→ Aim
Copy everything from the line containing "477, row 317." down to the line containing "column 15, row 45", changing "foliage" to "leaves" and keeping all else the same.

— begin Supplied material —

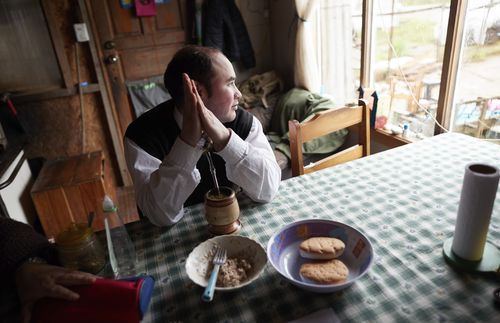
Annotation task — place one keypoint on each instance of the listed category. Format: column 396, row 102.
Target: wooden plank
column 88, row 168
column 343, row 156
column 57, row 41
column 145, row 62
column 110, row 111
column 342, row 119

— end Supplied material —
— begin Supplied material —

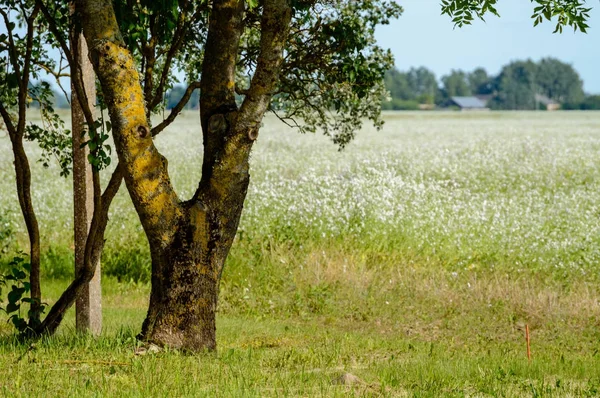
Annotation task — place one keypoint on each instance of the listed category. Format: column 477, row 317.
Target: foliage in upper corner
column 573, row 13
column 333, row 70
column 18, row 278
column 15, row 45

— end Supplied material —

→ Finished exercise
Annotation task — place one keypoint on each instance of the listed category. Format: column 477, row 317.
Target: leaves in upper corner
column 573, row 13
column 333, row 70
column 18, row 278
column 15, row 45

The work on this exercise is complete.